» WHAT NEEDS TO BE DONE:
Copy out the data below verbatim.

» DATA:
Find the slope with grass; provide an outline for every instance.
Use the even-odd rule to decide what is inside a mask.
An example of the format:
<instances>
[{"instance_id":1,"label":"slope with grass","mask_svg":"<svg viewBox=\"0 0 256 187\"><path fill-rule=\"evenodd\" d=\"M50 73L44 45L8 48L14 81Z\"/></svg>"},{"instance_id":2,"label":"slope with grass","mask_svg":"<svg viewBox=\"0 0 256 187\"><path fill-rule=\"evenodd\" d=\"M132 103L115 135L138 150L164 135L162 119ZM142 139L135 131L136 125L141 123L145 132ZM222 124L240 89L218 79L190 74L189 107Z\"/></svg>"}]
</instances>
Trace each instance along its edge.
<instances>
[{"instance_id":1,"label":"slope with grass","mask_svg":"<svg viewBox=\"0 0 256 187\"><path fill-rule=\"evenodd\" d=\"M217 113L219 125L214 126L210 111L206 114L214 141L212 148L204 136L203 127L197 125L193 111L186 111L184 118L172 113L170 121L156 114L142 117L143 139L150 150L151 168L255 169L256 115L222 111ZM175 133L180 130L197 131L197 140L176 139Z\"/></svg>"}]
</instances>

» TASK SOLUTION:
Find the slope with grass; provide an outline for every instance.
Use the even-odd rule to decide what is inside a mask.
An example of the format:
<instances>
[{"instance_id":1,"label":"slope with grass","mask_svg":"<svg viewBox=\"0 0 256 187\"><path fill-rule=\"evenodd\" d=\"M50 73L44 45L8 48L14 81Z\"/></svg>"},{"instance_id":2,"label":"slope with grass","mask_svg":"<svg viewBox=\"0 0 256 187\"><path fill-rule=\"evenodd\" d=\"M132 103L115 135L138 150L164 135L162 119ZM142 139L135 131L136 125L141 123L145 132ZM222 124L240 89L218 79L190 74L189 107Z\"/></svg>"}]
</instances>
Trace each instance along its edge.
<instances>
[{"instance_id":1,"label":"slope with grass","mask_svg":"<svg viewBox=\"0 0 256 187\"><path fill-rule=\"evenodd\" d=\"M217 113L219 125L214 126L210 111L206 114L214 141L212 148L204 136L203 127L197 125L193 111L186 111L184 118L172 113L170 121L156 114L142 117L143 139L150 150L151 168L255 169L256 115L222 111ZM175 133L180 130L197 131L197 140L176 139Z\"/></svg>"}]
</instances>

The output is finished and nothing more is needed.